▶ [Text shown]:
[RFC PATCH 1/2] drm/amdkfd: Move TLB flushing logic into amdgpu

Mon Mar 13 07:36:53 UTC 2023

Am 10.03.23 um 23:16 schrieb Felix Kuehling:
> This will make it possible for amdgpu GEM ioctls to flush TLBs on compute
> VMs.
>
> This removes VMID-based TLB flushing and always uses PASID-based
> flushing. This still works because it scans the VMID-PASID mapping
> registers to find the right VMID. It's only slightly less efficient. This
> is not a production use case.

On the one hand it looks nice that we can now flush based on the pasid 
without having the NO_HWS dependency (I hope that this was intentional).

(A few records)
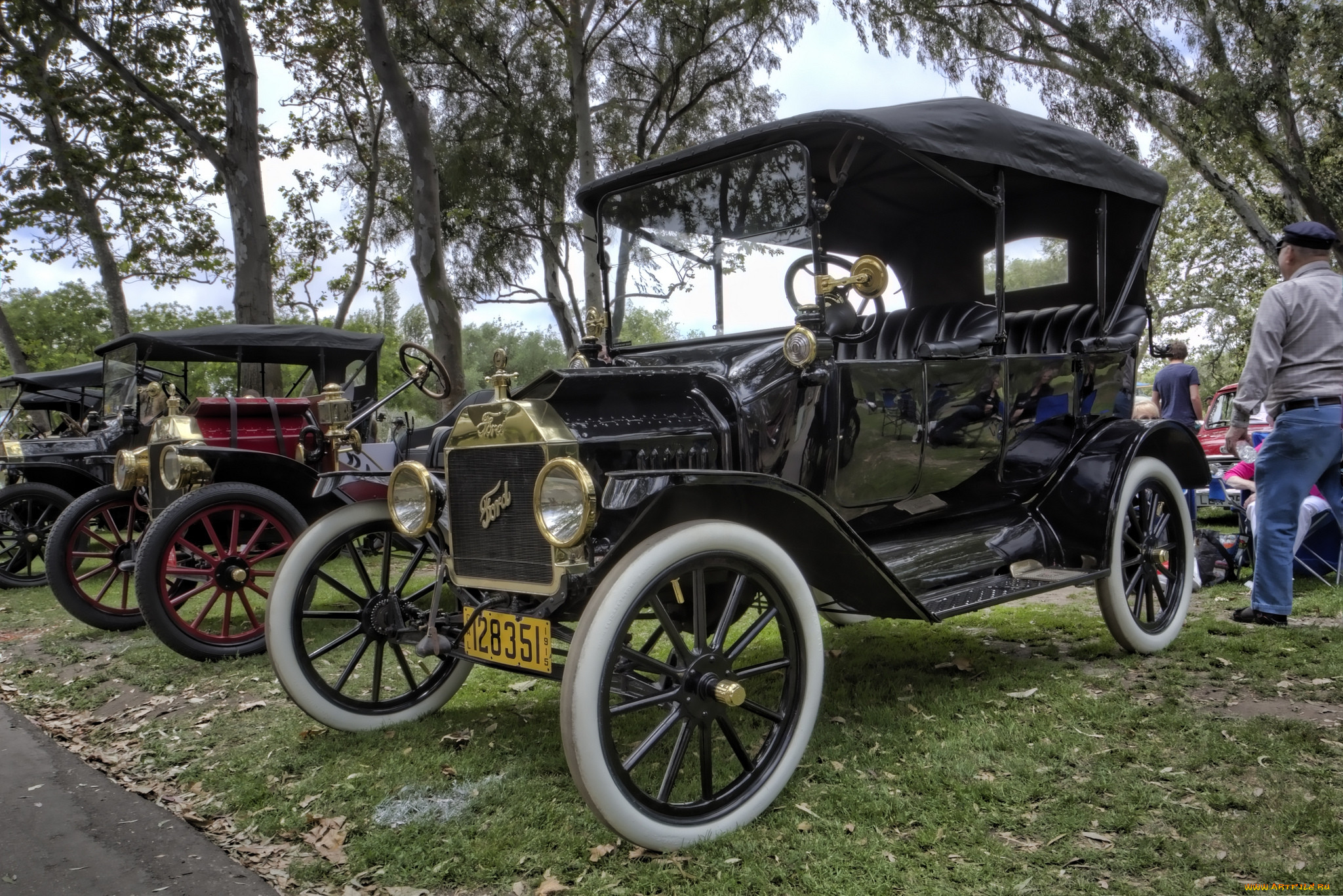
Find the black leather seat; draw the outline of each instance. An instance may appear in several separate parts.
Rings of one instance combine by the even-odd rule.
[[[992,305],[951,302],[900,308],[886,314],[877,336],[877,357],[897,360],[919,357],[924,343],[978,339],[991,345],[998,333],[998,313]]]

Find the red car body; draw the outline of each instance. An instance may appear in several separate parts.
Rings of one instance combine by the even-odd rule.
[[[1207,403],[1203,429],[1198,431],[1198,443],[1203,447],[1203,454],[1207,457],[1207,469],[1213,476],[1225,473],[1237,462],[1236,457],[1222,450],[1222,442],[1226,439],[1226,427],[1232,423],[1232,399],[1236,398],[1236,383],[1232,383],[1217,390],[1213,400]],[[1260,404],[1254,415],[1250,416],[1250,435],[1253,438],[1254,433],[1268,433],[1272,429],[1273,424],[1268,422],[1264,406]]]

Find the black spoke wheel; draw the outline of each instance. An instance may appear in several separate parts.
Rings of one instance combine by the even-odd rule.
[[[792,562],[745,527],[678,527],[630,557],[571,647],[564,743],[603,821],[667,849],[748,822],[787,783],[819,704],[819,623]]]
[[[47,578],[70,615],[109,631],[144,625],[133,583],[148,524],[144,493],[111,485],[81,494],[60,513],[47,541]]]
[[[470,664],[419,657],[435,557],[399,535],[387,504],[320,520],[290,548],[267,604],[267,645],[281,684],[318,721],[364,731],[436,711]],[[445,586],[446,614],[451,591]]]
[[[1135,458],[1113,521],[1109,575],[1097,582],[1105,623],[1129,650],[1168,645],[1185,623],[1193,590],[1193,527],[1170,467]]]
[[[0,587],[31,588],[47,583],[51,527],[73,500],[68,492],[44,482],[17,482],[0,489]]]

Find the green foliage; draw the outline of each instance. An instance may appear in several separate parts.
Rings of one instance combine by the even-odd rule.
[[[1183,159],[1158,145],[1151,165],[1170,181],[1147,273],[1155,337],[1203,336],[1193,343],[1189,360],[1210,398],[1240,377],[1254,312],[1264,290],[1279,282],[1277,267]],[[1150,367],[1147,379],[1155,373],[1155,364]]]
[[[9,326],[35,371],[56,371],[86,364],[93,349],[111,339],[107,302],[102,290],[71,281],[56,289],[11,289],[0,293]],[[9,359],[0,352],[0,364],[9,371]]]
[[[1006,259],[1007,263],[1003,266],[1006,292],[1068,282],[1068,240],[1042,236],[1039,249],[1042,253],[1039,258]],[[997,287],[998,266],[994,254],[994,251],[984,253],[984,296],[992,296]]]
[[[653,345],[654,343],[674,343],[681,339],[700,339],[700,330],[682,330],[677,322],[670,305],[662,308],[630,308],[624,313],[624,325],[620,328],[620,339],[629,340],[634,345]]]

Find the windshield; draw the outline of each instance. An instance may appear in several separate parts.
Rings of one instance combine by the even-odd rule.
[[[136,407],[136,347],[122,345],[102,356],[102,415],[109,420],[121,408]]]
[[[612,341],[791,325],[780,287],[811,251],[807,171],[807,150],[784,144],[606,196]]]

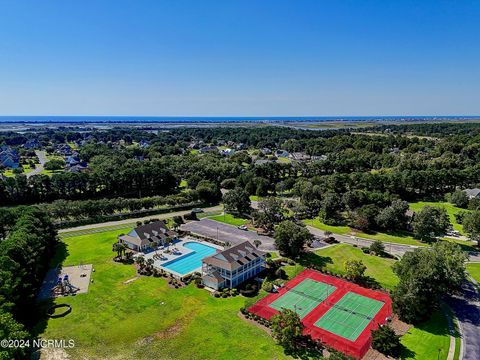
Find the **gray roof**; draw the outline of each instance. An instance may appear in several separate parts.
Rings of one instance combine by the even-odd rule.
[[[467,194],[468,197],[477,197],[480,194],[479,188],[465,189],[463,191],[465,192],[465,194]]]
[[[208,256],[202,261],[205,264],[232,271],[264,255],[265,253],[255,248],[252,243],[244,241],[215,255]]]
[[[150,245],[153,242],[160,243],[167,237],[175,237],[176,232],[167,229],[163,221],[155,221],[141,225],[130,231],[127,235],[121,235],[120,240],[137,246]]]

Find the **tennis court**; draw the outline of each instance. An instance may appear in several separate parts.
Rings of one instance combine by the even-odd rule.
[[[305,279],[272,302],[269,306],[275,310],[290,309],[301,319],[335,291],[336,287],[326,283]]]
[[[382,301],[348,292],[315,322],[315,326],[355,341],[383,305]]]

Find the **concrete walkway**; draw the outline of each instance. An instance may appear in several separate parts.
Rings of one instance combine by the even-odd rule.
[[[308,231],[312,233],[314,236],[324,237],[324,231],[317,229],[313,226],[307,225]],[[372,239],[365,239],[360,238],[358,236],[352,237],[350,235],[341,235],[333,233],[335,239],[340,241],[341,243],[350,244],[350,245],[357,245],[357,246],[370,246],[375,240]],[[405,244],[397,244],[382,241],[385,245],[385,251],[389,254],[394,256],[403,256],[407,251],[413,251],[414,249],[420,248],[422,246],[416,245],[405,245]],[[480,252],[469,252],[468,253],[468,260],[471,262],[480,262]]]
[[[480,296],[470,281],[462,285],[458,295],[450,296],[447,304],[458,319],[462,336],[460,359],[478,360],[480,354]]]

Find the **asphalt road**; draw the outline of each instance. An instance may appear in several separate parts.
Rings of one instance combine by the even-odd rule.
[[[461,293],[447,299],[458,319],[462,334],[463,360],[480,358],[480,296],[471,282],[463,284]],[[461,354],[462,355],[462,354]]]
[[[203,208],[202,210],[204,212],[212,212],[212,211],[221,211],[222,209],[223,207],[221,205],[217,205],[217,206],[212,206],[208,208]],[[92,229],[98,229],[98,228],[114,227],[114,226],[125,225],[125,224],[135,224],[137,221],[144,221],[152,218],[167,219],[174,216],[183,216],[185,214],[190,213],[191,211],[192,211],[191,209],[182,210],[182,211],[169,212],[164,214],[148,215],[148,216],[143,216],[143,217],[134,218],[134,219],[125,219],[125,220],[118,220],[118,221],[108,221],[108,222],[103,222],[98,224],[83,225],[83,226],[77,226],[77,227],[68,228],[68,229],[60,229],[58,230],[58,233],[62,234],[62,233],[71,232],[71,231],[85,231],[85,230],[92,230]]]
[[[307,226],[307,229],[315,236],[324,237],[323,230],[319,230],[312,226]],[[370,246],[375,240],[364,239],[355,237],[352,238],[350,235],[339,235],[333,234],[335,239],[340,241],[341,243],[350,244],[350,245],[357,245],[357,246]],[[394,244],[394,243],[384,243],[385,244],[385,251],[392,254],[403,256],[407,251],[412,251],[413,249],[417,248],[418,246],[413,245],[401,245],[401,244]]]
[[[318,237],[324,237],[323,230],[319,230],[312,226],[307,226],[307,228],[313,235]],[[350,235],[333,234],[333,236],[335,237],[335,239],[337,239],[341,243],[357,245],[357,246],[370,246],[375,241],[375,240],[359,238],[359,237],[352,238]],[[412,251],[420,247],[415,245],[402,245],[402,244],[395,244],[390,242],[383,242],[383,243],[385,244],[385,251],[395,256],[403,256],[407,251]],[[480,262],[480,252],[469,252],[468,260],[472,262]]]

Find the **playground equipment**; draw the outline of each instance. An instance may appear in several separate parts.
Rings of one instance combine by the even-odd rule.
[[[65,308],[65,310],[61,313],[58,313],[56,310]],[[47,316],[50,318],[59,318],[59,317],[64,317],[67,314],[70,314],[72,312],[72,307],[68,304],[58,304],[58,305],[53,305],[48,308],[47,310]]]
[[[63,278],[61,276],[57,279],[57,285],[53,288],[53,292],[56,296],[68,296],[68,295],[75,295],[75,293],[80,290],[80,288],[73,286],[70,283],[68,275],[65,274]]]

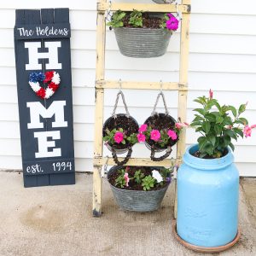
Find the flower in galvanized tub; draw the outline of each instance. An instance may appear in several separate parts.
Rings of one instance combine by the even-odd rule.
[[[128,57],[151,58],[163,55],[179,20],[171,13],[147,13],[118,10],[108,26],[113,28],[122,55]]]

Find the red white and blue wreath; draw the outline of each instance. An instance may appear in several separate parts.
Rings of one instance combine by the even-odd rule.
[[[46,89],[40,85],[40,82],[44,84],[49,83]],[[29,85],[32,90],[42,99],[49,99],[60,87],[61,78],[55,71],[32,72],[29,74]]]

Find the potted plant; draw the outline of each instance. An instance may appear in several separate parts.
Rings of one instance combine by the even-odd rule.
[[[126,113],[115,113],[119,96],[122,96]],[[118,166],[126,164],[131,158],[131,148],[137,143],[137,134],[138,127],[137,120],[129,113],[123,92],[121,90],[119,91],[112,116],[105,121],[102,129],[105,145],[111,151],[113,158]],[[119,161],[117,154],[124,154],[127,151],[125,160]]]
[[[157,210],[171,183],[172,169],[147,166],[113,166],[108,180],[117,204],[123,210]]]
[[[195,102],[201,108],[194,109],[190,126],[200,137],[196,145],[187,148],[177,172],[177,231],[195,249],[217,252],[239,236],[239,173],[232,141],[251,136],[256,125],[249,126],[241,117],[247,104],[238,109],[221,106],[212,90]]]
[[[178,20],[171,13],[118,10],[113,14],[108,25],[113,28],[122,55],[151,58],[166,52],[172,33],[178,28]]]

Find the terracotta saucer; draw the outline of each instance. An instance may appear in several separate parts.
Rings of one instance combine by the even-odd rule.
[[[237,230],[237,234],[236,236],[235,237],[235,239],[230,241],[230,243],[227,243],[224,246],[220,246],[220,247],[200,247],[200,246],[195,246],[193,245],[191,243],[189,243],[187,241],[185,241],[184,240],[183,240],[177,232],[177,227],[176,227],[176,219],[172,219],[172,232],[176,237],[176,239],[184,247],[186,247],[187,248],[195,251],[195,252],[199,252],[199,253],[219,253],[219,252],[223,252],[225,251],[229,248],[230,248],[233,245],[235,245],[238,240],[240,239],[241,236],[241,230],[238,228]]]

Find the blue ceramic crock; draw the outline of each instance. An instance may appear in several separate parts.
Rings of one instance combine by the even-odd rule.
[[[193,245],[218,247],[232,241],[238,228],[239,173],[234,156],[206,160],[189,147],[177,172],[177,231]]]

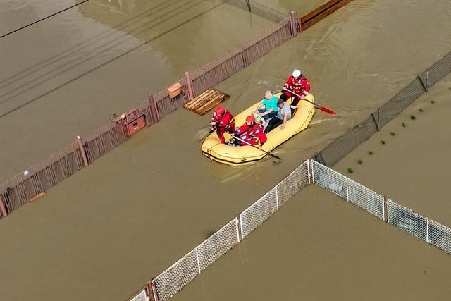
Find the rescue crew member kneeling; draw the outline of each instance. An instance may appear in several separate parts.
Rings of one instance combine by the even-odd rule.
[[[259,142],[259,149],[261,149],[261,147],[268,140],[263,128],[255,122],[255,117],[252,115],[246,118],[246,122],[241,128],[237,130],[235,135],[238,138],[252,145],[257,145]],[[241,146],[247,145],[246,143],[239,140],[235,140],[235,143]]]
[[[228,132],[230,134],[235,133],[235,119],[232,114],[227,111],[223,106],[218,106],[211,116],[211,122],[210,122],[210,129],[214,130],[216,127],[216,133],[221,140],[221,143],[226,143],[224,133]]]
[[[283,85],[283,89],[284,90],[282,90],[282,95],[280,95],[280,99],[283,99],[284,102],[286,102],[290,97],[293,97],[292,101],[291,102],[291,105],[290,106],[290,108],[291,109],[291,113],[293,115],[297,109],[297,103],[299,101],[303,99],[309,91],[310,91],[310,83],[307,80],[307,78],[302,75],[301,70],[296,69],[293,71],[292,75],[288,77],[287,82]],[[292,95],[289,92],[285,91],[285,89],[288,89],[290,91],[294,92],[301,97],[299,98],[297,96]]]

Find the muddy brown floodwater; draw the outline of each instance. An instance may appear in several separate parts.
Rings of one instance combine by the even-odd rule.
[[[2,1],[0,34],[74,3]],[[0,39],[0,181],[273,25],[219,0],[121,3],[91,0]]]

▶ [Parts of the exercise]:
A: Please list every hyphenated term that appears in the patch reply.
B: Reproduce the patch reply word for word, starting at "Mon Mar 13 07:36:53" and ending at "production use case.".
You won't need the records for anything here.

▶ [Solution list]:
A: VMID-based, PASID-based, VMID-PASID

B:
Mon Mar 13 07:36:53 UTC 2023

Am 10.03.23 um 23:16 schrieb Felix Kuehling:
> This will make it possible for amdgpu GEM ioctls to flush TLBs on compute
> VMs.
>
> This removes VMID-based TLB flushing and always uses PASID-based
> flushing. This still works because it scans the VMID-PASID mapping
> registers to find the right VMID. It's only slightly less efficient. This
> is not a production use case.